** Problem to work on **
Go through the data below. List every line that holds the word "thickest".

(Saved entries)

----------------------------------------

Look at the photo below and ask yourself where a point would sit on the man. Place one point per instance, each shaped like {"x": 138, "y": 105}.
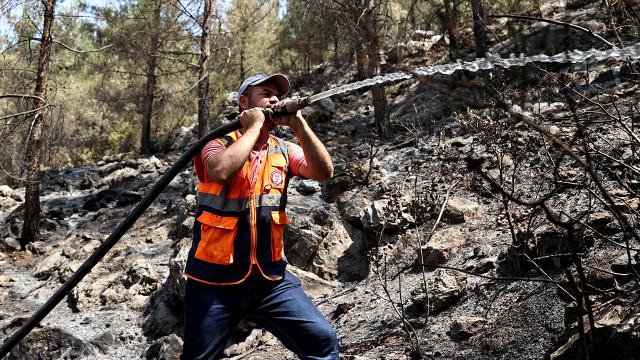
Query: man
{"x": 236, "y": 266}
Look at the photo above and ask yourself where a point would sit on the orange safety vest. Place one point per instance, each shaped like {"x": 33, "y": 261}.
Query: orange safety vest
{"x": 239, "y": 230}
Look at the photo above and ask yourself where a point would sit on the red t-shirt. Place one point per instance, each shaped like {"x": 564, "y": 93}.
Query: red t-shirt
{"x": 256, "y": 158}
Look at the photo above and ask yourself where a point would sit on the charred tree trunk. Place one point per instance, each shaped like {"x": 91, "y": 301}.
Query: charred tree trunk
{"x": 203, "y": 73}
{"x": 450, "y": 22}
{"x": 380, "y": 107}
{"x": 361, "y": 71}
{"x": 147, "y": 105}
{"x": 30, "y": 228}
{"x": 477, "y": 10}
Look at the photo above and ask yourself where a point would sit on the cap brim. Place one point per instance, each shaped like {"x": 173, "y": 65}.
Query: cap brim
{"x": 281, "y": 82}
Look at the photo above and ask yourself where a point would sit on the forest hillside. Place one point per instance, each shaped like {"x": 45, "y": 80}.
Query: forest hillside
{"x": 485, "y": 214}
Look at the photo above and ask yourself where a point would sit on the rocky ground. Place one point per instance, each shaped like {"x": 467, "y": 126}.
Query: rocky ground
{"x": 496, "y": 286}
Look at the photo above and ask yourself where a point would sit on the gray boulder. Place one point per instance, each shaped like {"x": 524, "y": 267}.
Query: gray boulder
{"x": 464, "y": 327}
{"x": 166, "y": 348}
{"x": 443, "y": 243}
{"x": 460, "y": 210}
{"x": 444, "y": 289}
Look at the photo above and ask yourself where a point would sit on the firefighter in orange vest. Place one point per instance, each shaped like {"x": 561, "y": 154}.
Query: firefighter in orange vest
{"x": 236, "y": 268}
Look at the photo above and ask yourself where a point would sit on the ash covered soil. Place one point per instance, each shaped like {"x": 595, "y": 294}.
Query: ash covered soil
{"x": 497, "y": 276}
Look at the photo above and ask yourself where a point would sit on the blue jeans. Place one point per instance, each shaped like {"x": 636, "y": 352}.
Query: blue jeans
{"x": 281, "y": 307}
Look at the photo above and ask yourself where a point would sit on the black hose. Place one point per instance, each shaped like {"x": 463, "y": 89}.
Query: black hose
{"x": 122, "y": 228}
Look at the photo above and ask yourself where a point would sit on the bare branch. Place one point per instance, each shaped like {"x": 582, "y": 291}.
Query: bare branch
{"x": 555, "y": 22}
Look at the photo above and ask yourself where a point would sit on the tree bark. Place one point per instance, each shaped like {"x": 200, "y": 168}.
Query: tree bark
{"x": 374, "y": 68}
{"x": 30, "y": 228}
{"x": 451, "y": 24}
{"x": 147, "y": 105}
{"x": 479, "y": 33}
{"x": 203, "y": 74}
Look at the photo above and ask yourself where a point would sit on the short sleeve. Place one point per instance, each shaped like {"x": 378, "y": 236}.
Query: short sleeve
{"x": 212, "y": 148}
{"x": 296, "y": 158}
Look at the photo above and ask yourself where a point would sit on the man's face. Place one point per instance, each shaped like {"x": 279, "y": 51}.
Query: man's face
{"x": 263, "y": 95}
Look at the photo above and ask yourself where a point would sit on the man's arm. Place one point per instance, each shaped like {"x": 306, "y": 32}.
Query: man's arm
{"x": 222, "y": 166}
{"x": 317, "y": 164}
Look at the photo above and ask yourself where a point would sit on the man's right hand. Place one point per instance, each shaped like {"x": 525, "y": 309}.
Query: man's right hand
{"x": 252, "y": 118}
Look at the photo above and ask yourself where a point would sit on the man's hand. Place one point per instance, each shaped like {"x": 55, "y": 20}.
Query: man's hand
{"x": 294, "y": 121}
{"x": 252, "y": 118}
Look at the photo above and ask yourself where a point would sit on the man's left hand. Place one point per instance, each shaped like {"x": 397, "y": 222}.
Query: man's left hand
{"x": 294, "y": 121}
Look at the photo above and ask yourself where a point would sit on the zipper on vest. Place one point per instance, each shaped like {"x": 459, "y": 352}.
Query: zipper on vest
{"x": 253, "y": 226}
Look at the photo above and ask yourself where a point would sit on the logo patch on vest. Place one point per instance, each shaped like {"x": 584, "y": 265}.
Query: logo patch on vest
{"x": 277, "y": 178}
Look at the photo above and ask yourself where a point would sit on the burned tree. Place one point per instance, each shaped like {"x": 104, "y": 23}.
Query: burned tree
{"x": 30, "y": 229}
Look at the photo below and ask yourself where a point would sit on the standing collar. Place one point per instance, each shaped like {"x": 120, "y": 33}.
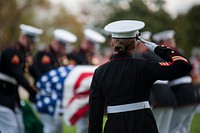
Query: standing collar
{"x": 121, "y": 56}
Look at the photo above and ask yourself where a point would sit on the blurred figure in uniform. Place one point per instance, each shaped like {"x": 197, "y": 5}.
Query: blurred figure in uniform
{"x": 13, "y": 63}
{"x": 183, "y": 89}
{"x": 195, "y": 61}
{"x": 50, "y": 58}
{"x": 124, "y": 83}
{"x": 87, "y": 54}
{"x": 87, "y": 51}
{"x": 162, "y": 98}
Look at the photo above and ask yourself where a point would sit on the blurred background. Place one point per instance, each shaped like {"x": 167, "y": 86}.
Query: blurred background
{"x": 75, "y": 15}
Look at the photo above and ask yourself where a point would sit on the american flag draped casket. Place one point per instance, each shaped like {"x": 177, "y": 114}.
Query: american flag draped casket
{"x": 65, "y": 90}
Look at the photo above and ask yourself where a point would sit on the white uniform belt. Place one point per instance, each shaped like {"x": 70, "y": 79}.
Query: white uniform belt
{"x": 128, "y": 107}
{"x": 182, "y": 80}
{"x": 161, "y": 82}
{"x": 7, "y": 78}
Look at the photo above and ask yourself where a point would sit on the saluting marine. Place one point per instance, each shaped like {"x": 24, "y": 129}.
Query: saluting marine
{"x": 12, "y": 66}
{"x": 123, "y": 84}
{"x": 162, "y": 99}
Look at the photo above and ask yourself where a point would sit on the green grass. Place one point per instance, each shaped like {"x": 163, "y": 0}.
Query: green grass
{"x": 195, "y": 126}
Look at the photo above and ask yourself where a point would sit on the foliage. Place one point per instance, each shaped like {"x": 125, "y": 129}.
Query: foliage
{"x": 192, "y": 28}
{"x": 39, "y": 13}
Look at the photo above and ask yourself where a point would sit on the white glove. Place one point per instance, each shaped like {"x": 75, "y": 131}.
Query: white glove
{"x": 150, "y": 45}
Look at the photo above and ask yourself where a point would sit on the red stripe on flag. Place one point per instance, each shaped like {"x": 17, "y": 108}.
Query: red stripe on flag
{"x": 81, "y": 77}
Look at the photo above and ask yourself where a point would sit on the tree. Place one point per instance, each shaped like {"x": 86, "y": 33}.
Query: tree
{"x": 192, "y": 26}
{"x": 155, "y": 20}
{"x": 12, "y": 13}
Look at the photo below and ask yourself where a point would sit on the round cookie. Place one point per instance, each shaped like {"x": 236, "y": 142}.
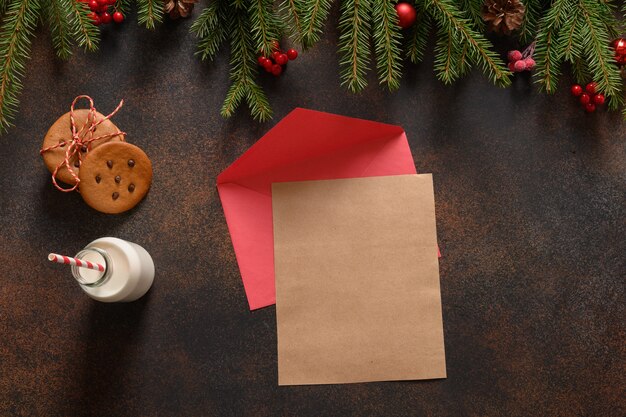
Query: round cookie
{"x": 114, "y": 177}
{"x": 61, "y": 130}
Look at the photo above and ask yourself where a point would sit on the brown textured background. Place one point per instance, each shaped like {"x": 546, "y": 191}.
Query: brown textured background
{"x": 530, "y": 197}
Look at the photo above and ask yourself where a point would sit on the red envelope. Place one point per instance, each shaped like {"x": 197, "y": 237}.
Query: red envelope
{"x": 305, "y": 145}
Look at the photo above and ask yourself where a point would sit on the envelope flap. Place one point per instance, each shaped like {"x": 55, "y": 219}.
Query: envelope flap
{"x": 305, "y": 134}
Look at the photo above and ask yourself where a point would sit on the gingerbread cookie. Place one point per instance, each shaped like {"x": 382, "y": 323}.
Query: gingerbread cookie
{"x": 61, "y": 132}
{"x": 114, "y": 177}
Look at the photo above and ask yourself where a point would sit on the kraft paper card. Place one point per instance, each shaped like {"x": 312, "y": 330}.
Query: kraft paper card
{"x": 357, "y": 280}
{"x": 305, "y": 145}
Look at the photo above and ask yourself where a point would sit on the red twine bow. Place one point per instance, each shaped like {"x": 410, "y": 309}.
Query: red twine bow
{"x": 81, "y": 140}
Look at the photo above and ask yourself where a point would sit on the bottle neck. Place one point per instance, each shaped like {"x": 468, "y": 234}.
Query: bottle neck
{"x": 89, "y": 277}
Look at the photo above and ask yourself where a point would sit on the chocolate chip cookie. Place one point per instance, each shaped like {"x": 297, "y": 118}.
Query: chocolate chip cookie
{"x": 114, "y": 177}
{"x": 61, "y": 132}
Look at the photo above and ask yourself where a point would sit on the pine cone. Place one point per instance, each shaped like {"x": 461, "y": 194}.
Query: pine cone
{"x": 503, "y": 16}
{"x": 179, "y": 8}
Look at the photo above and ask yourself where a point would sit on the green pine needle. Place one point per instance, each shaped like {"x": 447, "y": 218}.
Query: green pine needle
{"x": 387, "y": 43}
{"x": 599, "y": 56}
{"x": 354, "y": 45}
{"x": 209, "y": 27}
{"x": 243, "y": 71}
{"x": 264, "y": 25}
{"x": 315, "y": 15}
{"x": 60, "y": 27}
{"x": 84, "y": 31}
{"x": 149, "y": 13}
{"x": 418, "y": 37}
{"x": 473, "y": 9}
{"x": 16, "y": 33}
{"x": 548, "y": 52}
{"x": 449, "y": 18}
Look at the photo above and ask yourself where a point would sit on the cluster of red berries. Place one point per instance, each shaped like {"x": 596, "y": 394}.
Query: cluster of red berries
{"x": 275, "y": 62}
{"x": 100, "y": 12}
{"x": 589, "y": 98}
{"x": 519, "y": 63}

----------------------------------------

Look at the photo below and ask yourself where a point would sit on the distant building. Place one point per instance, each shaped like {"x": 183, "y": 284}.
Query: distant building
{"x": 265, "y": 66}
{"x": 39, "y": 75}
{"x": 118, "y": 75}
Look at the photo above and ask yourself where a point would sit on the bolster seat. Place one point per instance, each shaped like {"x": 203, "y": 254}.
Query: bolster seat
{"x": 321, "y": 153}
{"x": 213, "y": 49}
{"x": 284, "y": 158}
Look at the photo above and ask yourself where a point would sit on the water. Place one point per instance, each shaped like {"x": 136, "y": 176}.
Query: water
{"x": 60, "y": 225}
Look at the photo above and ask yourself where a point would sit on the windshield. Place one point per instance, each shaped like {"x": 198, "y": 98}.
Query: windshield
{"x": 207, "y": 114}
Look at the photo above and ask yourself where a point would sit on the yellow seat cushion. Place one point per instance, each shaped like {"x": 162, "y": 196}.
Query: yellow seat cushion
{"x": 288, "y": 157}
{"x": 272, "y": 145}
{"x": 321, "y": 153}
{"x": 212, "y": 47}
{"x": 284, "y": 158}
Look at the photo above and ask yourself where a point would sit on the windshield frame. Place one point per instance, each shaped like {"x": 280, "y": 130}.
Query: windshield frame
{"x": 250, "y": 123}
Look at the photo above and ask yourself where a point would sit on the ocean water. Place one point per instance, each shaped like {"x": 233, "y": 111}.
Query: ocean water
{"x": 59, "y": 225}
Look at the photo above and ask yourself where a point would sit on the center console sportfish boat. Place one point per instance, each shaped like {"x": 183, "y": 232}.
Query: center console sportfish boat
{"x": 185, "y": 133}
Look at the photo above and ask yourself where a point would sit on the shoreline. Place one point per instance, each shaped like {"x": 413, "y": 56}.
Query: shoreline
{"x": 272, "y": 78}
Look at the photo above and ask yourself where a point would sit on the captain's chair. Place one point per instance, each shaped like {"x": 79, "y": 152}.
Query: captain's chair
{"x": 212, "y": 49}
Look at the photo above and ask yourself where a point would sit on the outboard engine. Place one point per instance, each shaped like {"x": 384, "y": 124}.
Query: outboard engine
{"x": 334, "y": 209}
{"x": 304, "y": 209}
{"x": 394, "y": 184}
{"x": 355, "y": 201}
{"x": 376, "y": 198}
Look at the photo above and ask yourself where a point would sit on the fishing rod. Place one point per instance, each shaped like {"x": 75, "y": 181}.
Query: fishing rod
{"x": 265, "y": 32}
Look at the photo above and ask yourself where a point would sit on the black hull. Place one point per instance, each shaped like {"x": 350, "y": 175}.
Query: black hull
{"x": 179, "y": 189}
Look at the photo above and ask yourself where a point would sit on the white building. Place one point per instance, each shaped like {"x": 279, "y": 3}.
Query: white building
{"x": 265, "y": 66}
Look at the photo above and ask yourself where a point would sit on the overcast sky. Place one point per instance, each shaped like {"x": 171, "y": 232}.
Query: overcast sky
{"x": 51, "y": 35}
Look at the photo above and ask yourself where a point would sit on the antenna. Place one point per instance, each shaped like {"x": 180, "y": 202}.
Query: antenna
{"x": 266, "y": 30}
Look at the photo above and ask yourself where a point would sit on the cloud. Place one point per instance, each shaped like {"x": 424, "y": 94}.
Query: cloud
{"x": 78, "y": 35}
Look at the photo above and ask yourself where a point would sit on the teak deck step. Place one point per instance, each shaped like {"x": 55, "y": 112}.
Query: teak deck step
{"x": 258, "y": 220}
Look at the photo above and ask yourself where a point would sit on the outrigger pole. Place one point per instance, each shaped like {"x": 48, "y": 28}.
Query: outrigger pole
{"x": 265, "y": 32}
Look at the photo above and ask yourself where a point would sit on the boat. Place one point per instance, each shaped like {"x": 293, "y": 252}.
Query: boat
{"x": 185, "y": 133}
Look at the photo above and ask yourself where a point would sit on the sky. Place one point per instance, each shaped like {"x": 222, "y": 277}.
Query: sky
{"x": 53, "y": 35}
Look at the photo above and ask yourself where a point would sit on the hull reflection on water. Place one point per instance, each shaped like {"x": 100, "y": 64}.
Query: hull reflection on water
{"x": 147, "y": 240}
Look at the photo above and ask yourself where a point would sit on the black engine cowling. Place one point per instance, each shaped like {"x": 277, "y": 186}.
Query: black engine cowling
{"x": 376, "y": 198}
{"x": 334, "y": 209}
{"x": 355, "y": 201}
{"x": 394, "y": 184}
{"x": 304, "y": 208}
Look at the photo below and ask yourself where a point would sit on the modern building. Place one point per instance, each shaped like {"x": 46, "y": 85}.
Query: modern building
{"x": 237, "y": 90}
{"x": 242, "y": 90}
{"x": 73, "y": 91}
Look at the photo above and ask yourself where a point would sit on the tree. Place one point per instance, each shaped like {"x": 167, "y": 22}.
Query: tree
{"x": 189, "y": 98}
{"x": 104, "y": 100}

----------------------------------------

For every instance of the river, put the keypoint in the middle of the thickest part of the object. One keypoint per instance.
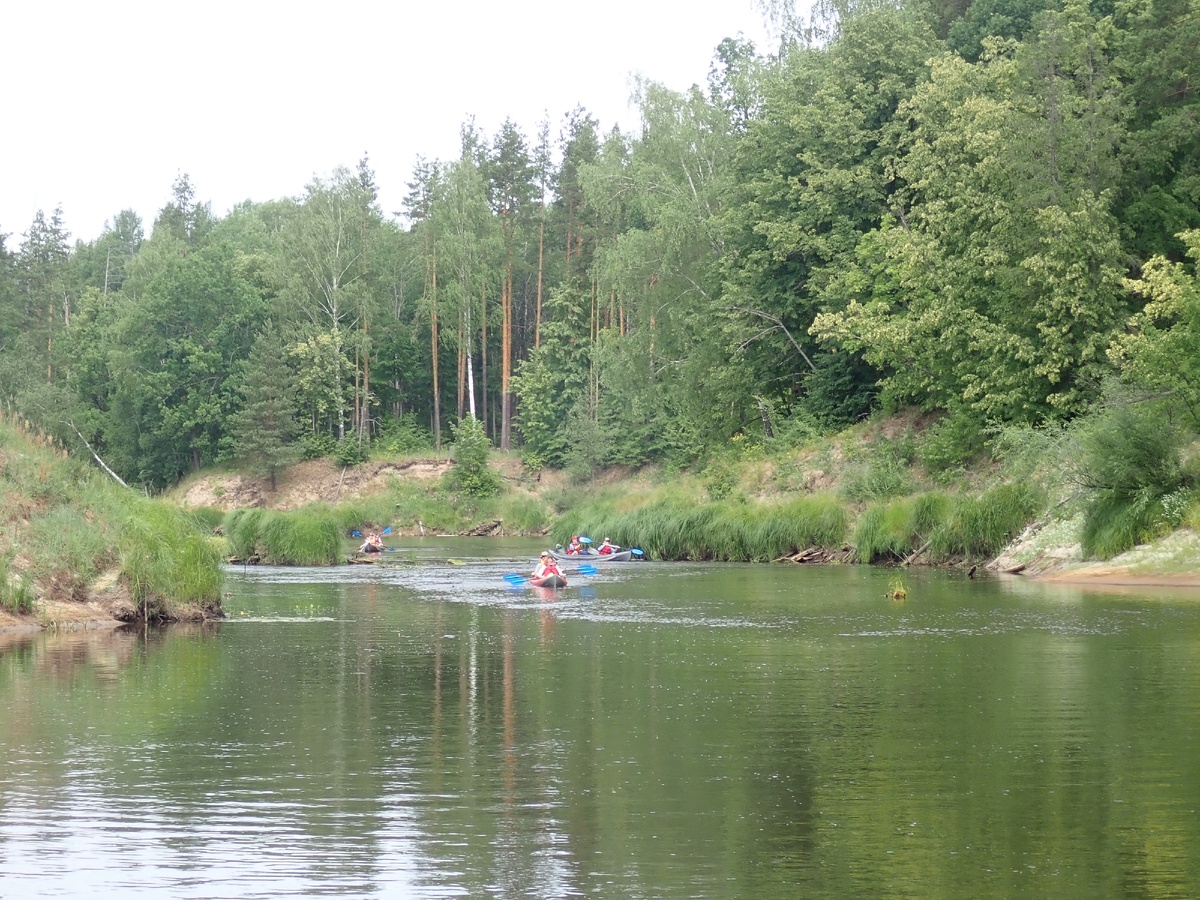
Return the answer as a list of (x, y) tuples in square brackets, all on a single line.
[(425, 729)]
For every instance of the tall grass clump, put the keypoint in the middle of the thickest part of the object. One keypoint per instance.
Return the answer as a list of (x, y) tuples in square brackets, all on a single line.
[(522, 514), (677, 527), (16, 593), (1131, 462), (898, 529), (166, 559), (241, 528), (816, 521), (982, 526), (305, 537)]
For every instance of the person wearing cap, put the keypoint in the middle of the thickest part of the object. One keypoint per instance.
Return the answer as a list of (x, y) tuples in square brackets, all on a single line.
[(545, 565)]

----------------------------------------

** Exercise result **
For every instance of the river, put the keypoint in the middle of the thickest part of the object. One keypoint per instance.
For every instance of the tall grass clump, put the keypoint in the middle of the thickest part of the object. One keypoint per instance.
For every instance of the person wearing cap, put the keypoint in the middle of the thickest part of the object. One keypoint per instance.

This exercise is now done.